**SET TASK**
Please rewrite the listing from the line with "spot light brown lower cabinet | bbox" through the line with "(347, 357), (464, 392)", updating "Example output" to "Sample output" and leaving everything else unchanged. Give only those lines.

---------- THE RECORDS

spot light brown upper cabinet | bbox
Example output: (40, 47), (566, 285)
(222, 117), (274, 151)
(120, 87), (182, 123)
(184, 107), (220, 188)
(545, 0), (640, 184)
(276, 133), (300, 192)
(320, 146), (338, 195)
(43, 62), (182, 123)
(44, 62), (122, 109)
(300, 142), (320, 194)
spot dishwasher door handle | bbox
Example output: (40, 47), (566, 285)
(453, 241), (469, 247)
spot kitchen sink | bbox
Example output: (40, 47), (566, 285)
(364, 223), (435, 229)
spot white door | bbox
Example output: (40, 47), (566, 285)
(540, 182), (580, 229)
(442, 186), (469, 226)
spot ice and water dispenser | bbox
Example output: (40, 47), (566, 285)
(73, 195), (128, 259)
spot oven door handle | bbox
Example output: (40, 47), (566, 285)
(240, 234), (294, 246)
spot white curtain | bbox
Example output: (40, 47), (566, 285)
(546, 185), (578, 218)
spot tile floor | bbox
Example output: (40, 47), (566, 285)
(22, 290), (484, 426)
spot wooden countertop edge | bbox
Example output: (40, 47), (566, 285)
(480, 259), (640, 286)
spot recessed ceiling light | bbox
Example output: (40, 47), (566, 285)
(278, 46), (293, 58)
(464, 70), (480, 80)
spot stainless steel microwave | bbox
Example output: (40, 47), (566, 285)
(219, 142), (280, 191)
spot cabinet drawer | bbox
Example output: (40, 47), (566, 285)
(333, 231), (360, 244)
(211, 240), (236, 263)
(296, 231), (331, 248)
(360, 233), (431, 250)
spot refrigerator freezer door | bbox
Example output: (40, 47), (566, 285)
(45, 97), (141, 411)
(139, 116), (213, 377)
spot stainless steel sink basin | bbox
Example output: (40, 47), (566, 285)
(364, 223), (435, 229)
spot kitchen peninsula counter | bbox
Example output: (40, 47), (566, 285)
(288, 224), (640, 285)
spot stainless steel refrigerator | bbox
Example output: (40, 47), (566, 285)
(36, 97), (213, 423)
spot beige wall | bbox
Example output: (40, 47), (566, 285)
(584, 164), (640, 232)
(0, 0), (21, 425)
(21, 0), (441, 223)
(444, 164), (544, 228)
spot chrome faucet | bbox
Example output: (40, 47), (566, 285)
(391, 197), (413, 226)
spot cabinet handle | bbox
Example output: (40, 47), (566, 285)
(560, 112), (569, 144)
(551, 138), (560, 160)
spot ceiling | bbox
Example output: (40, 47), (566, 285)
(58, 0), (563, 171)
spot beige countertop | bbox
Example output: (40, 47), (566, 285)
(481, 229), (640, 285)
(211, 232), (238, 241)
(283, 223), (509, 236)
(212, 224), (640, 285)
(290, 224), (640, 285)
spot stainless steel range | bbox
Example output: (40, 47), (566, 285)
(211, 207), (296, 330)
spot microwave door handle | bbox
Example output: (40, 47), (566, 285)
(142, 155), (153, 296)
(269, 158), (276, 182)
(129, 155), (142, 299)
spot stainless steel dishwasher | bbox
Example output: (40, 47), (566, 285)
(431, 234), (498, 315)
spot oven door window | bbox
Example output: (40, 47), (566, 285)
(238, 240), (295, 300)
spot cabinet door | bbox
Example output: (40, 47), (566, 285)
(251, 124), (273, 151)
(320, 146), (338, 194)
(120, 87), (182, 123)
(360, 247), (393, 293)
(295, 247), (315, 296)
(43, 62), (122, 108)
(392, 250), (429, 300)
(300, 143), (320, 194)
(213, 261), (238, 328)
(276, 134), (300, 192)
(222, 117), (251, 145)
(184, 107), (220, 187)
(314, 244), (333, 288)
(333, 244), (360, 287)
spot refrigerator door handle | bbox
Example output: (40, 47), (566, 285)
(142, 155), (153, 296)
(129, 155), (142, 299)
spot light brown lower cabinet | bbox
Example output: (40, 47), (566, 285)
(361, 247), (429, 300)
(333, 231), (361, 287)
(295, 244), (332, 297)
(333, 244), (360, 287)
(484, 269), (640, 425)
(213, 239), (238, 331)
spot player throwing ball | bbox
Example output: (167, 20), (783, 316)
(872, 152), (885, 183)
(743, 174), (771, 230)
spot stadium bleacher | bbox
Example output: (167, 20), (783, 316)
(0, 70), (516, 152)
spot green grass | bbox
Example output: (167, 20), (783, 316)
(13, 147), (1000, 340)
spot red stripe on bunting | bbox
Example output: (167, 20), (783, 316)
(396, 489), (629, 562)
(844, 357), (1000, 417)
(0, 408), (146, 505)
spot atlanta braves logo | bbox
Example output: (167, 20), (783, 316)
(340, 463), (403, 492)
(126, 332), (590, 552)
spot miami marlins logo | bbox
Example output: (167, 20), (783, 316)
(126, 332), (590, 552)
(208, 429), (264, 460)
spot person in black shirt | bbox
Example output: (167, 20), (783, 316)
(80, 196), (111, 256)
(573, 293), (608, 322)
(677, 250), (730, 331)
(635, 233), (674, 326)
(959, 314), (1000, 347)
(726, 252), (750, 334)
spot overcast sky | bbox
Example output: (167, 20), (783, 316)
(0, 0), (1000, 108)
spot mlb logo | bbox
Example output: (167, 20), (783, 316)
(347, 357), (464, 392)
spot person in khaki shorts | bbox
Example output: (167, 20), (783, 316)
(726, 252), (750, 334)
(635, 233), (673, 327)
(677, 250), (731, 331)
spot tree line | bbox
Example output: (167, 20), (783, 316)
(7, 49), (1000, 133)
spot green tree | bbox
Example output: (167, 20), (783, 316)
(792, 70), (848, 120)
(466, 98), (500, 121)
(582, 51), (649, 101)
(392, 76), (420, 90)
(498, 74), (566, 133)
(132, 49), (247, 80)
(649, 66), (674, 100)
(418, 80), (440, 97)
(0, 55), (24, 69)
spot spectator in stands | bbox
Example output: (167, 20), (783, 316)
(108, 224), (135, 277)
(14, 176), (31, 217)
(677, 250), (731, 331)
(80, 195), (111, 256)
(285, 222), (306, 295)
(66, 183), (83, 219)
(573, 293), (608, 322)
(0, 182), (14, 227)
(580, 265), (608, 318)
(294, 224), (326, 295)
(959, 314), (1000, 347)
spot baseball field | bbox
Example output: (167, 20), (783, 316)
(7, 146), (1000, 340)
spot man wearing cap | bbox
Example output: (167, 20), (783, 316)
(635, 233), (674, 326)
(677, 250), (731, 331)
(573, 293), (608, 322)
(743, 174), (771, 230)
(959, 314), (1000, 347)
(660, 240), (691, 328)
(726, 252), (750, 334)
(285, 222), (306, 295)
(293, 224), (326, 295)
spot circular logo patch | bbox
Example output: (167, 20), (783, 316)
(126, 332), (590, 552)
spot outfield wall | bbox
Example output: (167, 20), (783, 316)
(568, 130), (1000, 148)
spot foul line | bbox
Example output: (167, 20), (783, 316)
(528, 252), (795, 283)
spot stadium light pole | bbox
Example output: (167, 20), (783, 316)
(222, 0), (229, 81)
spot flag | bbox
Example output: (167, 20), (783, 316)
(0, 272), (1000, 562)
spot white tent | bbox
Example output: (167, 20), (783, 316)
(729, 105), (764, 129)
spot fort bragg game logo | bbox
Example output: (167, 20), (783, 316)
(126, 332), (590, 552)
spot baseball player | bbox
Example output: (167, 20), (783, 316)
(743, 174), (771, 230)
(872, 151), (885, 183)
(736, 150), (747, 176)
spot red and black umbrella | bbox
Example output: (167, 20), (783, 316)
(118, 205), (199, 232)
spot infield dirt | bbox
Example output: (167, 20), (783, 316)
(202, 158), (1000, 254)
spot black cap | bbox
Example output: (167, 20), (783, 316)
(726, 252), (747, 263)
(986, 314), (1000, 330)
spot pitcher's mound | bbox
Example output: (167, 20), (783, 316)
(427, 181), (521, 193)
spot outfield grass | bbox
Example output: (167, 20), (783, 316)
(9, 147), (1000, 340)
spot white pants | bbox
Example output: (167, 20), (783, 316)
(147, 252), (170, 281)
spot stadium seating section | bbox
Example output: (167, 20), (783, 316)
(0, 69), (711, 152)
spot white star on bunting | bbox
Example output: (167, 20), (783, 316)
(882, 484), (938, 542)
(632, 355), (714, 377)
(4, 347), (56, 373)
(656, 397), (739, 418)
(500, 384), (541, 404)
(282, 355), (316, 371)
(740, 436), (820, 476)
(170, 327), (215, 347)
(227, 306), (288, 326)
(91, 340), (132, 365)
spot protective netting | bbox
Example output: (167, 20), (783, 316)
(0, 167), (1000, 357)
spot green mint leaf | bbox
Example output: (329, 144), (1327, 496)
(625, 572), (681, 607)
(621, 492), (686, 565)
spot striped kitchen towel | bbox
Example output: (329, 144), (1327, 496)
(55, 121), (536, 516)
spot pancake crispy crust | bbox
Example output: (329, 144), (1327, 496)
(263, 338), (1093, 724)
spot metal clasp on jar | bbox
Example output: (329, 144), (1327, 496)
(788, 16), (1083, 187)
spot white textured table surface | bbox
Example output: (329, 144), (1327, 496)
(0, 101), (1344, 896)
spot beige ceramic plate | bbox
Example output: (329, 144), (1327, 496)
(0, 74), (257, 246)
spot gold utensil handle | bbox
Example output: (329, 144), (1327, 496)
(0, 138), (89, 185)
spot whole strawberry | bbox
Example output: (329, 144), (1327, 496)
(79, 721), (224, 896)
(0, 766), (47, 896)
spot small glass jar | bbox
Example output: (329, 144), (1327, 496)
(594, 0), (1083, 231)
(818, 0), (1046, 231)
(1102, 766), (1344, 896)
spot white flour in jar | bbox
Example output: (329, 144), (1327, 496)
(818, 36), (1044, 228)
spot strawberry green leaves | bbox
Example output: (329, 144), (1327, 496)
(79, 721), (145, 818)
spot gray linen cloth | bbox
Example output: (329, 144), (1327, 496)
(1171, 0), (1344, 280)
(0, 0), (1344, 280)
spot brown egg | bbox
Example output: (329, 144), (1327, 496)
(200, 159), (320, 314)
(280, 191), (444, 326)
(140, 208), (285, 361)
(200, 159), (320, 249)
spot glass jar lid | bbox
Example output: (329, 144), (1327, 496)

--------------------

**RESPONSE TO THE EXERCISE**
spot light brown lower cabinet | bbox
Sample output: (40, 47), (566, 285)
(361, 247), (429, 300)
(333, 231), (361, 287)
(295, 244), (332, 297)
(333, 244), (360, 287)
(484, 269), (640, 425)
(213, 239), (238, 331)
spot player throwing ball | bbox
Sample output: (167, 20), (783, 316)
(872, 152), (885, 183)
(743, 174), (771, 230)
spot stadium bleacher | bbox
Sample output: (167, 20), (783, 316)
(0, 70), (516, 152)
spot green grass | bbox
Sample output: (167, 20), (783, 316)
(13, 147), (1000, 340)
spot red stripe on bunting | bbox
Sample output: (167, 20), (783, 316)
(396, 489), (629, 562)
(844, 357), (1000, 417)
(0, 408), (146, 505)
spot atlanta braves logo | bbox
Sample output: (167, 20), (783, 316)
(340, 463), (403, 492)
(126, 332), (590, 552)
spot miami marlins logo | bbox
Sample output: (167, 20), (783, 316)
(126, 332), (590, 552)
(208, 429), (264, 460)
spot person in black shirt | bbox
Sample output: (167, 20), (783, 316)
(80, 196), (111, 256)
(573, 293), (608, 322)
(677, 250), (730, 331)
(635, 233), (674, 326)
(959, 314), (1000, 347)
(726, 252), (750, 334)
spot overcast sky | bbox
Sample output: (167, 20), (783, 316)
(0, 0), (1000, 108)
spot mlb logo | bbox
Sample output: (167, 20), (783, 316)
(347, 357), (464, 392)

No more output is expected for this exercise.